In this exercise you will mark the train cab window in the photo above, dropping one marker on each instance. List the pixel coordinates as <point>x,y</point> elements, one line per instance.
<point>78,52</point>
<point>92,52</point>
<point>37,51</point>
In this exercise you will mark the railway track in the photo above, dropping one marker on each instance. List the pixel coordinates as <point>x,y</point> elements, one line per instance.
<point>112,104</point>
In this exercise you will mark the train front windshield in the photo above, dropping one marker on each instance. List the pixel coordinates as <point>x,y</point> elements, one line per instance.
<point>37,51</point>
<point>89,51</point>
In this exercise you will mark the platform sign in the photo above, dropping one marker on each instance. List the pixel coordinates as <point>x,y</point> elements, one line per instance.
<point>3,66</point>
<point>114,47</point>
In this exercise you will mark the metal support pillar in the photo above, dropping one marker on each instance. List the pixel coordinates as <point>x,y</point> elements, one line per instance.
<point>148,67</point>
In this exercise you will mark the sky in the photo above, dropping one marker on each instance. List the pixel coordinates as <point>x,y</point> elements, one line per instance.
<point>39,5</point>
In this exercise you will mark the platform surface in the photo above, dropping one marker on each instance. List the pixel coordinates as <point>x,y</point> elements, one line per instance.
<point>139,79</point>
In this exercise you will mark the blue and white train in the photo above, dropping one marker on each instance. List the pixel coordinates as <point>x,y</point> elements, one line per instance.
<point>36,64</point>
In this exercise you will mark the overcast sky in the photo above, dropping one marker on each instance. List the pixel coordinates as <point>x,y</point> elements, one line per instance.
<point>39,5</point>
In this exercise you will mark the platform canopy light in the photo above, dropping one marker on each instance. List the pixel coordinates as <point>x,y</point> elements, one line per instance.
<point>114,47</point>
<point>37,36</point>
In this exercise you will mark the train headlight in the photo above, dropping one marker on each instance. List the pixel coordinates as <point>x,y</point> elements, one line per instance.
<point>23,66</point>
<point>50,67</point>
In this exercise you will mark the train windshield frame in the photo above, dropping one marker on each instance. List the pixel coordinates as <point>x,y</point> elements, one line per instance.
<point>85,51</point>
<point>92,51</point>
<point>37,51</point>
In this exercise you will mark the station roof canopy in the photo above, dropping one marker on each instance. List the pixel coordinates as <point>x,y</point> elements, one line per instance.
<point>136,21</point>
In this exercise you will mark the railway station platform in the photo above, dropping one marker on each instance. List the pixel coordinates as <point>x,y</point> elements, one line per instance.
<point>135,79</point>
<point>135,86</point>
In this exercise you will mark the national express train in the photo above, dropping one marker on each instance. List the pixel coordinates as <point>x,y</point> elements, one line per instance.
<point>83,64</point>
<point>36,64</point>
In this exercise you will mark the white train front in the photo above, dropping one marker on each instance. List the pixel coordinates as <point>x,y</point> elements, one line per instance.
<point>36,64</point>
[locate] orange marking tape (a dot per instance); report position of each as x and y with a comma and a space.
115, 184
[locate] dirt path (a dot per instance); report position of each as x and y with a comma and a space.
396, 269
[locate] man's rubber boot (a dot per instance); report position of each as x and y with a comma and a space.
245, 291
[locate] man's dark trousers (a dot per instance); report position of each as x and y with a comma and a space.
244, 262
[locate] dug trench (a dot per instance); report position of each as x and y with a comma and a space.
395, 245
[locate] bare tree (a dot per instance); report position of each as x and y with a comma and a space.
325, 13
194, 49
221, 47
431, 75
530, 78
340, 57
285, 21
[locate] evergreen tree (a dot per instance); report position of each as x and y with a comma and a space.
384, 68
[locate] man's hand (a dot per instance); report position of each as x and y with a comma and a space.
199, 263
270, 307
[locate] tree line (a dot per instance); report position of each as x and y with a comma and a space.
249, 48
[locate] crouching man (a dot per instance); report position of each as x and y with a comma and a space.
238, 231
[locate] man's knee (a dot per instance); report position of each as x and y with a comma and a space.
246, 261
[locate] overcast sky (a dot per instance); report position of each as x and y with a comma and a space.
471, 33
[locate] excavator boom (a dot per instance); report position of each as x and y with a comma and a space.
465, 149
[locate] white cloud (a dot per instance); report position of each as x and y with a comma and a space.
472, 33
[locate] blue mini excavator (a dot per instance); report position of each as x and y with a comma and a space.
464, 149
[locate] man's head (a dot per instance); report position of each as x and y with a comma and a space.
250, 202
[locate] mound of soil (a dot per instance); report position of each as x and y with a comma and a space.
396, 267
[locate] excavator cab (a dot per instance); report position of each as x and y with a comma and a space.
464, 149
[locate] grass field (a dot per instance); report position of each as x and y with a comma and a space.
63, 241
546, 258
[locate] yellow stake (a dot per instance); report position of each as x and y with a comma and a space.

THE REQUEST
Set down all of the records shown above once more, exactly.

ANSWER BELOW
In this exercise you will mark the train cab window in the photo above, dropping one marker on each instance. List the pixel coordinates as <point>x,y</point> elements, one line per instance.
<point>78,52</point>
<point>92,52</point>
<point>37,51</point>
In this exercise you will mark the railway track in the photo above, dropping one marker on each instance. List the pixel coordinates as <point>x,y</point> elements, one line per instance.
<point>112,104</point>
In this exercise you will mark the train front windshield in the photo above, dropping one marker on each instance. List the pixel coordinates as <point>x,y</point> elements, one line per instance.
<point>37,51</point>
<point>89,51</point>
In this exercise you will mark the platform sign in the photo above, dropping one marker on each instance. List the pixel coordinates as <point>x,y</point> elements, one line per instance.
<point>3,66</point>
<point>114,47</point>
In this exercise you will mark the metal support pillar in the photo above, dropping one marker on each instance. List the pixel coordinates as <point>x,y</point> elements, one line per instance.
<point>148,67</point>
In this exercise you will mark the sky in the photo above, dropping one marker on each instance. List the pixel coordinates as <point>x,y</point> elements, one line per instance.
<point>39,5</point>
In this exercise you will mark the platform surface in the photo above, dropping one marker on each instance. List the pixel coordinates as <point>x,y</point> elements, one line per instance.
<point>139,79</point>
In this exercise you will mark the blue and white train in the photo above, dropping one marker on each instance. List the pixel coordinates as <point>x,y</point> elements, one line per instance.
<point>36,64</point>
In this exercise you will mark the overcast sky in the photo above, dropping one marker on each instance. List the pixel coordinates as <point>x,y</point> elements, one line per instance.
<point>39,5</point>
In this exercise you will mark the platform canopy light in the photo above, dropping one marker on each instance. List the pixel coordinates as <point>x,y</point> elements, one line per instance.
<point>114,47</point>
<point>37,36</point>
In this exercise you will mark the train headlight in the photo above, dropping one marker on each instance. List the pixel coordinates as <point>x,y</point> elements, one line per instance.
<point>23,66</point>
<point>50,67</point>
In this exercise you will mark the train windshield frame in the photo above, dropping one marker on each instance. List the pixel coordinates as <point>x,y</point> elements, one line per instance.
<point>85,51</point>
<point>92,51</point>
<point>37,51</point>
In this exercise you will mark the station roof canopy in the photo above, dropping one marker on each instance. List the pixel coordinates as <point>x,y</point> elements, one line per instance.
<point>136,21</point>
In this exercise you will mark the railway station platform in the photo above, dropping one marker on each instance. List the pixel coordinates as <point>x,y</point> elements, one line per instance.
<point>135,79</point>
<point>135,86</point>
In this exercise you will mark the national express train in the photo above, dropping one marker on each instance. List the pixel coordinates as <point>x,y</point> elements, one line per instance.
<point>83,64</point>
<point>36,64</point>
In this exercise you will mark the white train front in the photo above, dropping one marker on each instance. List the pixel coordinates as <point>x,y</point> elements, one line per instance.
<point>36,64</point>
[locate] orange marking tape (a dot per instance); report position of each as x and y with a comma and a space.
115, 184
[locate] dirt path (a dot per instance); report position of each as x and y with a comma and a space.
396, 269
[locate] man's rubber boot (a dot per instance); report position of each as x and y with a comma and a space.
245, 291
[locate] man's dark trousers (a dot per instance); report position of each as x and y with a comma and a space.
244, 262
[locate] dug trench (a dot per instance); report position of each as x and y with a comma and a space.
395, 245
[locate] bare tree (a dot per instance); report position of each as x and y with a comma and a space.
325, 13
194, 49
221, 47
431, 75
530, 78
340, 57
285, 21
[locate] evergreen tree (a dot per instance); report position of each as x and y with a comma and a space.
384, 68
[locate] man's hand (a dot per instance); report position of each as x and y with a comma and a space.
199, 263
270, 307
[locate] tree line (a dot per instance); report position of each as x and y with a comma and a space.
249, 48
[locate] crouching man (a dot per instance); report position of each as x and y with a comma and a space.
238, 231
[locate] man's knee (a dot per instance); report position of each as x and y with a comma and a space.
246, 261
[locate] overcast sky (a dot per instance); report position of each as x and y with a comma and a space.
471, 33
[locate] excavator boom (a dot per instance); report position of each as x and y with a comma and a space.
465, 149
[locate] white cloud (a dot per instance); report position of each as x and y with a comma and a space.
472, 33
[locate] blue mini excavator (a dot per instance); report position of each as x and y with a comma and a space.
464, 149
[locate] man's head (a dot per instance); report position of each as x and y with a comma and a space.
250, 202
[locate] mound of soil (a dot per instance); report position of each as x and y with a comma and a space.
396, 267
[locate] excavator cab (a dot per instance); report position of each as x and y with a comma and a space.
464, 149
[locate] grass field (a dot per instance); report position of each as x and y with a comma and a space.
63, 241
546, 258
[locate] yellow stake (a dot per instance); report position of each as x and y with a comma and a space.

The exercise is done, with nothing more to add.